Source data
#####

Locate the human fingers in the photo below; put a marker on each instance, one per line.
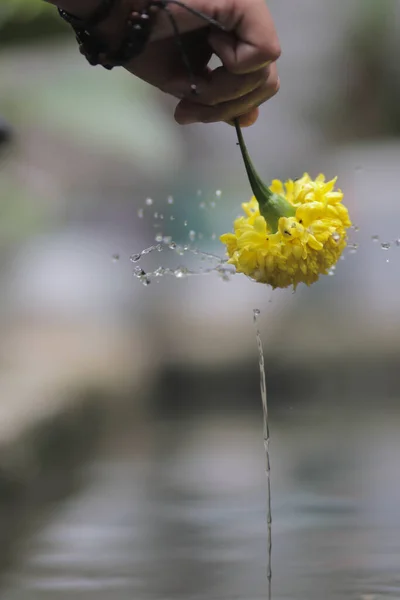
(188, 111)
(250, 41)
(218, 86)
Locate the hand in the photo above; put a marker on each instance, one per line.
(248, 50)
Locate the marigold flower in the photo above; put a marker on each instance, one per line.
(292, 233)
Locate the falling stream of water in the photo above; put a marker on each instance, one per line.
(264, 400)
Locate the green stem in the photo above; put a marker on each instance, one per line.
(272, 206)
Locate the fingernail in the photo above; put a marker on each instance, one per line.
(185, 118)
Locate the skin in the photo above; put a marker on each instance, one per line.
(248, 51)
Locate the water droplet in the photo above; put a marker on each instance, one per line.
(181, 272)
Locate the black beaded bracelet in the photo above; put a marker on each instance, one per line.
(137, 32)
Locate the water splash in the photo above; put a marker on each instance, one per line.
(220, 266)
(264, 400)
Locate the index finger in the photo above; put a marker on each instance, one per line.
(253, 42)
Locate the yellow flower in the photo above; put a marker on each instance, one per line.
(298, 247)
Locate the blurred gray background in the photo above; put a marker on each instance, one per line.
(131, 461)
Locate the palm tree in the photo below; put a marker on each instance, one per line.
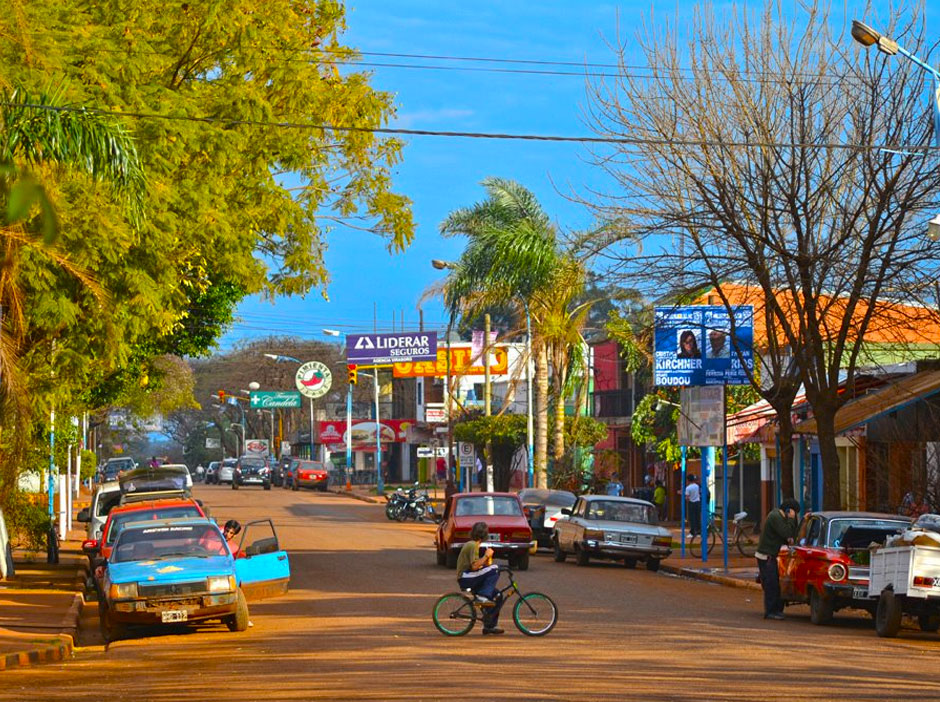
(36, 131)
(511, 255)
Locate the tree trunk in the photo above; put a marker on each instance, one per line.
(541, 416)
(826, 434)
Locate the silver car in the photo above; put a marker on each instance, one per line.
(613, 528)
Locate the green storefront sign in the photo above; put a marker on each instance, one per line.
(273, 399)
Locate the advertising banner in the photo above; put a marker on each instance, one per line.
(371, 349)
(272, 399)
(363, 432)
(694, 345)
(702, 416)
(461, 363)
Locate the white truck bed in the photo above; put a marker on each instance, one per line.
(898, 566)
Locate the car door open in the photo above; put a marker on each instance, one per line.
(264, 571)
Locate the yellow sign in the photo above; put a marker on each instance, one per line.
(460, 364)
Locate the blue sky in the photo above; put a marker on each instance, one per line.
(441, 174)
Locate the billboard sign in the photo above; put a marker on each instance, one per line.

#####

**Written problem:** Return all of the items above word for word, leaving out the pictures.

**In response:**
Locate the human fingers in the photo below; put a marker on each instance, one per line.
(188, 111)
(250, 41)
(218, 86)
Locate the hand in the photo above; put a marker on each instance, one per line.
(248, 50)
Locate the marigold flower in the photo above; put a marker on each instance, one per line.
(292, 233)
Locate the falling stream of water in the photo above; put a marker on each instance, one per line.
(264, 400)
Locate the green stem in the photo above; put a marker on each instance, one per line.
(272, 206)
Locate the fingernail in the photo above; put a marker on each instance, one per line.
(185, 118)
Locate the skin in the photo above; put a marker on each instance, one per line.
(248, 51)
Locate the water droplet in the photo above; put a marker on each instance, one per line.
(181, 272)
Locate the black beaded bracelet in the photo above; put a marker on each instance, one per line.
(137, 32)
Locate the water splash in the photo above; put a marker on each instance, one per line.
(220, 266)
(264, 400)
Locate the index finger in the photo above; put a marker on each instance, one per line.
(253, 42)
Locate the yellow flower in the photo above; put a marker on each instance, one per line.
(298, 247)
Locate the blurred gray background in the photo above; put a marker on each instance, one per line.
(131, 461)
Locate the palm tree in the photo below; put a marker on each instance, one per line.
(36, 131)
(511, 255)
Locate the tree trunk in the photo above; put a marker on each instance, one per line.
(541, 416)
(826, 434)
Locate the silver car in the photo above; put a marker on each instance, one per line.
(613, 528)
Locate the green storefront sign in the photo above; put a marker on each instance, one per line.
(273, 399)
Locate the advertising banner in the photo above; put a marker on each instance, one per line.
(371, 349)
(272, 399)
(363, 432)
(694, 345)
(702, 416)
(461, 363)
Locate the white truck bed in the photo above; put a marker on each instance, one per line.
(898, 566)
Locate the car door open in the photo above; put a marker on each instance, one per line.
(264, 571)
Locate the yellow sign in the photo above; put a marker on each instance, one per line.
(460, 364)
Locate the blue sky in the photo above; put a marker on each instance, one per line.
(441, 174)
Locate the billboard sign in the photo above; put a marker on each instance, one per line.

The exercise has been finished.